_Provided information_
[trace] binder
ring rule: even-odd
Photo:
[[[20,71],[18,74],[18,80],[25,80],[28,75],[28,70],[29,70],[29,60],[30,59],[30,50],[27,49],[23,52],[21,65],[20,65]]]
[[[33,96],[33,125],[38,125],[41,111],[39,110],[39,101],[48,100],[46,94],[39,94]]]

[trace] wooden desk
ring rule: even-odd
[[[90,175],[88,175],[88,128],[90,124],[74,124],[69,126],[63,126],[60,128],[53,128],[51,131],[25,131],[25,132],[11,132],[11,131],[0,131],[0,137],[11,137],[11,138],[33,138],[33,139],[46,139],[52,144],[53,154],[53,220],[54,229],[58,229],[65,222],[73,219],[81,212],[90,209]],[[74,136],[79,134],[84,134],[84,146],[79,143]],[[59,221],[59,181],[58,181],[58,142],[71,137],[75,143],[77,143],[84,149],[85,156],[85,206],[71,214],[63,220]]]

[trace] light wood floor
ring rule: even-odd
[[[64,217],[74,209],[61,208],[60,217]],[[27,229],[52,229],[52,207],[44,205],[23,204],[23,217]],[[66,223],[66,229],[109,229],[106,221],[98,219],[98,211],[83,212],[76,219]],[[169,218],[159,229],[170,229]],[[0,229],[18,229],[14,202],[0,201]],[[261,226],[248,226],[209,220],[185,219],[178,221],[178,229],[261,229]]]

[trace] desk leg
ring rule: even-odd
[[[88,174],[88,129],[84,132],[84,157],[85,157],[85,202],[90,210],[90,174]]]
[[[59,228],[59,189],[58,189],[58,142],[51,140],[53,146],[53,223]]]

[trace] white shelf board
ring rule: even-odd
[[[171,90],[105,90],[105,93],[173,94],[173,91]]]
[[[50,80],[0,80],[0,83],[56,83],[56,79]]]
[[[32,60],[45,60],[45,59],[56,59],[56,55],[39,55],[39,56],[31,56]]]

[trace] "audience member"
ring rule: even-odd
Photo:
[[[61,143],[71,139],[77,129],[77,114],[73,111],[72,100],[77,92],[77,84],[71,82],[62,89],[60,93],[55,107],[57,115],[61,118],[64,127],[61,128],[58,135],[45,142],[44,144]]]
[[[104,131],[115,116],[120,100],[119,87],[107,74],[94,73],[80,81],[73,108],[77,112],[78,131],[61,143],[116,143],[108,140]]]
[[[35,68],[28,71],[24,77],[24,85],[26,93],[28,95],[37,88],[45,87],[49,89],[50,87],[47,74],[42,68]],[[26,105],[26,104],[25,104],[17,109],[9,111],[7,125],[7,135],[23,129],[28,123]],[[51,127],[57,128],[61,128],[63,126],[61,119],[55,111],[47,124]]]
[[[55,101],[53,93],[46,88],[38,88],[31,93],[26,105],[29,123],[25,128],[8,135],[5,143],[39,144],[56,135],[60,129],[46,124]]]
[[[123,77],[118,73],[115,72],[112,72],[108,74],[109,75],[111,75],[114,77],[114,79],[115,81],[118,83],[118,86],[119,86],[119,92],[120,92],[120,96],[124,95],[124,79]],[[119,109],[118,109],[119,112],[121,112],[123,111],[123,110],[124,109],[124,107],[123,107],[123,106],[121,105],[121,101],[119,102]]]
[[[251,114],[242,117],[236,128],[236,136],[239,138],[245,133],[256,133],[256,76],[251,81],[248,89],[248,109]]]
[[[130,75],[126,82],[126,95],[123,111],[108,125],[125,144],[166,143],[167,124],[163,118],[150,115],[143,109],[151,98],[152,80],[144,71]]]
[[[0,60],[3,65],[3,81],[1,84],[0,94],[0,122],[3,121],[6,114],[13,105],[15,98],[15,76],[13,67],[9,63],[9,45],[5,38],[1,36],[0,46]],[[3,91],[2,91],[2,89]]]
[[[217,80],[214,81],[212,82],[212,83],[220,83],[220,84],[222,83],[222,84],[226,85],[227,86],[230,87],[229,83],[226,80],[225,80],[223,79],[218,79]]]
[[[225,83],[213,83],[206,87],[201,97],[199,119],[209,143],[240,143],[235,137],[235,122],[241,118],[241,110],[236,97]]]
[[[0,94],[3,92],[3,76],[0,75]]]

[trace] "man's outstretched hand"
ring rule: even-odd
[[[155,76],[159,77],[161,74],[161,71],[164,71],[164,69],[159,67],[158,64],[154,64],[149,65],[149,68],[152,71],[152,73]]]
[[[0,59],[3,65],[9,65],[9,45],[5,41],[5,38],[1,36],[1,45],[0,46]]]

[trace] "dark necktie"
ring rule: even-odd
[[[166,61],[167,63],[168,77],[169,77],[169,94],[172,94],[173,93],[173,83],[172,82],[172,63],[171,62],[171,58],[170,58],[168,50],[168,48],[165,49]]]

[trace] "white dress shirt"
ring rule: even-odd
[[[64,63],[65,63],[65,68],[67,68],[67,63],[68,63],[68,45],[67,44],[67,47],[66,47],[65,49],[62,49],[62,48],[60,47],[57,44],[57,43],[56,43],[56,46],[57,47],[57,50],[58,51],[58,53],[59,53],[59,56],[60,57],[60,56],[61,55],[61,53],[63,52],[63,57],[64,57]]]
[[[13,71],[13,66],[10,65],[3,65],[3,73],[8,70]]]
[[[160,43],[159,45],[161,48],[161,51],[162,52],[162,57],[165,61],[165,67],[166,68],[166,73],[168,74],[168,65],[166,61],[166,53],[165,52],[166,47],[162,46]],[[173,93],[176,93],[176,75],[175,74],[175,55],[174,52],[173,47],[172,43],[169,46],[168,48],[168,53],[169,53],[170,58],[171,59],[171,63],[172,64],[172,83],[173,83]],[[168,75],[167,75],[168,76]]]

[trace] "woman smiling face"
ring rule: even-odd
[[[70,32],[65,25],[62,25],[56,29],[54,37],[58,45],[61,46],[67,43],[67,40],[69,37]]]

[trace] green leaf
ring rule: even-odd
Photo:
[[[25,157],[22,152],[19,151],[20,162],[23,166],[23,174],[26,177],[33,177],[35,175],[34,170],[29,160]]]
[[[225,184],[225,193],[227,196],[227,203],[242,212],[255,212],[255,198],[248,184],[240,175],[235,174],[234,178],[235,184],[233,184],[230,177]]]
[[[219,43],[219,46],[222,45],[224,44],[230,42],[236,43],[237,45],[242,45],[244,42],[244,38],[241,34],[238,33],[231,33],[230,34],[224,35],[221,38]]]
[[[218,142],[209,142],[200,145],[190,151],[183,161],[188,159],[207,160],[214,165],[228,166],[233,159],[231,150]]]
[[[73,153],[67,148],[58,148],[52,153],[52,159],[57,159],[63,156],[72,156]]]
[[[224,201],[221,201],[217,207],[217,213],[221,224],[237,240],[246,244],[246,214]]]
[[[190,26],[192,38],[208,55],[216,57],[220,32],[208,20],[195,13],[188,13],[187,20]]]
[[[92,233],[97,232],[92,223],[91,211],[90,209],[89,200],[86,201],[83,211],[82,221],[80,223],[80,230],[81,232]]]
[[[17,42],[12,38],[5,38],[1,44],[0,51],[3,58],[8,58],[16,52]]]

_Written exercise_
Return every entry exactly as given.

_Reply to the exercise_
[trace] binder
ring rule: even-odd
Photo:
[[[20,71],[18,74],[18,80],[25,80],[28,75],[28,70],[29,70],[29,60],[30,59],[30,50],[27,49],[23,52],[21,65],[20,65]]]
[[[33,96],[33,125],[38,125],[41,111],[39,110],[39,101],[48,100],[46,94],[39,94]]]

[trace] wooden desk
ring rule: even-odd
[[[90,175],[88,175],[88,128],[90,124],[74,124],[69,126],[63,126],[60,128],[53,128],[51,131],[25,131],[25,132],[11,132],[11,131],[0,131],[0,137],[11,137],[11,138],[33,138],[33,139],[46,139],[52,144],[53,154],[53,220],[54,229],[58,229],[65,222],[73,219],[81,212],[90,209]],[[74,136],[79,134],[84,134],[84,146],[79,143]],[[59,221],[59,181],[58,181],[58,142],[71,137],[75,143],[77,143],[84,149],[85,156],[85,206],[71,214],[63,220]]]

[trace] light wood floor
ring rule: even-odd
[[[64,217],[74,209],[61,208],[60,217]],[[27,229],[52,229],[52,207],[44,205],[23,204],[23,217]],[[66,223],[66,229],[109,229],[106,221],[98,219],[98,211],[83,212],[76,219]],[[169,218],[159,229],[170,229]],[[0,229],[18,229],[14,202],[0,201]],[[261,226],[248,226],[209,220],[185,219],[178,221],[178,229],[261,229]]]

[trace] desk leg
ring rule: even-odd
[[[88,174],[88,129],[84,132],[84,157],[85,157],[85,202],[90,210],[90,174]]]
[[[59,228],[59,189],[58,189],[58,142],[51,140],[53,146],[53,223]]]

[trace] white shelf board
ring rule: even-odd
[[[171,90],[105,90],[105,93],[173,94],[173,91]]]
[[[50,80],[0,80],[0,83],[56,83],[56,79]]]
[[[32,60],[45,60],[45,59],[56,59],[56,55],[39,55],[39,56],[31,56]]]

[trace] "audience member"
ring rule: even-odd
Photo:
[[[61,143],[71,139],[77,129],[77,114],[73,111],[72,100],[77,92],[77,84],[71,82],[62,89],[60,93],[55,107],[57,115],[61,118],[64,127],[61,128],[58,135],[45,142],[44,144]]]
[[[104,131],[115,116],[120,100],[119,87],[107,74],[94,73],[80,81],[73,108],[77,112],[78,131],[61,143],[116,143],[108,140]]]
[[[35,68],[28,71],[24,77],[24,85],[26,93],[28,95],[37,88],[45,87],[49,89],[50,87],[47,74],[42,68]],[[26,105],[26,104],[25,104],[17,109],[9,111],[7,125],[7,135],[23,129],[28,123]],[[51,127],[57,128],[61,128],[63,126],[61,119],[55,111],[47,124]]]
[[[55,101],[53,93],[46,88],[38,88],[31,93],[26,105],[29,123],[25,128],[8,135],[5,143],[39,144],[56,135],[60,129],[46,124]]]
[[[123,77],[118,73],[115,72],[112,72],[108,74],[109,75],[111,75],[114,77],[114,79],[115,81],[118,83],[118,86],[119,86],[119,92],[120,92],[120,96],[124,95],[124,79]],[[119,109],[118,109],[119,112],[121,112],[123,111],[123,110],[124,109],[124,107],[123,107],[123,106],[121,105],[121,101],[119,102]]]
[[[251,114],[242,117],[236,128],[236,136],[239,138],[245,133],[256,133],[256,76],[251,81],[248,89],[248,109]]]
[[[130,75],[126,82],[126,95],[123,111],[108,125],[125,144],[166,143],[167,124],[163,118],[150,115],[143,109],[151,98],[152,80],[144,71]]]
[[[0,60],[3,65],[3,81],[1,84],[0,94],[0,122],[3,121],[6,114],[13,105],[15,98],[15,76],[13,67],[9,63],[9,45],[5,38],[1,36],[0,46]],[[3,91],[2,91],[2,89]]]
[[[217,80],[214,81],[212,82],[212,83],[220,83],[220,84],[222,83],[222,84],[226,85],[227,86],[230,87],[229,83],[226,80],[225,80],[223,79],[218,79]]]
[[[225,83],[213,83],[206,87],[201,97],[199,119],[209,143],[240,143],[235,137],[235,122],[241,118],[241,110],[236,97]]]
[[[0,94],[3,92],[3,76],[0,75]]]

[trace] "man's outstretched hand"
ring rule: even-odd
[[[155,76],[159,77],[161,74],[161,71],[164,71],[164,69],[159,67],[158,64],[154,64],[149,65],[149,68],[152,71],[152,73]]]
[[[0,59],[3,65],[9,65],[9,45],[5,41],[5,38],[1,36],[1,45],[0,46]]]

[trace] "dark necktie"
ring rule: even-odd
[[[166,61],[167,63],[168,77],[169,77],[169,94],[172,94],[173,93],[173,83],[172,82],[172,63],[171,62],[171,58],[170,58],[168,50],[168,48],[165,49]]]

[trace] "white dress shirt"
ring rule: even-odd
[[[64,63],[65,63],[65,68],[67,68],[67,63],[68,63],[68,45],[67,44],[67,47],[66,47],[65,49],[62,49],[62,48],[60,47],[57,44],[57,43],[56,43],[56,46],[57,47],[57,50],[58,51],[58,53],[59,53],[59,56],[60,57],[60,56],[61,55],[61,53],[63,52],[63,57],[64,57]]]
[[[13,71],[13,66],[10,65],[3,65],[3,73],[8,70]]]
[[[160,43],[159,45],[161,48],[161,51],[162,52],[162,57],[165,61],[165,67],[166,68],[166,73],[168,74],[168,65],[166,61],[166,53],[165,52],[166,47],[162,46]],[[173,93],[176,93],[176,75],[175,74],[175,55],[174,52],[173,47],[172,43],[169,46],[168,48],[168,53],[169,53],[170,58],[171,59],[171,63],[172,64],[172,83],[173,83]],[[168,75],[167,75],[168,76]]]

[trace] "woman smiling face"
ring rule: even-odd
[[[70,32],[65,25],[62,25],[56,29],[54,37],[58,45],[61,46],[67,43],[67,40],[69,37]]]

[trace] green leaf
ring rule: even-odd
Photo:
[[[25,157],[22,152],[19,151],[20,162],[23,166],[23,174],[26,177],[33,177],[35,175],[34,170],[29,160]]]
[[[225,184],[225,193],[227,196],[227,203],[242,212],[255,212],[255,198],[248,184],[240,175],[235,174],[234,178],[235,184],[233,184],[230,177]]]
[[[219,43],[219,46],[222,45],[224,44],[230,42],[236,43],[237,45],[242,45],[244,42],[244,38],[241,34],[238,33],[231,33],[230,34],[224,35],[221,38]]]
[[[218,142],[209,142],[200,145],[190,151],[183,161],[188,159],[207,160],[214,165],[228,166],[233,159],[231,150]]]
[[[73,153],[67,148],[58,148],[52,153],[52,159],[57,159],[63,156],[72,156]]]
[[[224,201],[221,201],[217,207],[217,213],[221,224],[237,240],[246,244],[246,214]]]
[[[190,26],[192,38],[208,55],[216,57],[220,32],[208,20],[195,13],[188,13],[187,20]]]
[[[92,233],[97,232],[92,223],[91,211],[90,209],[89,200],[86,201],[83,211],[82,221],[80,223],[80,230],[81,232]]]
[[[17,42],[12,38],[5,38],[1,44],[0,51],[3,58],[8,58],[16,52]]]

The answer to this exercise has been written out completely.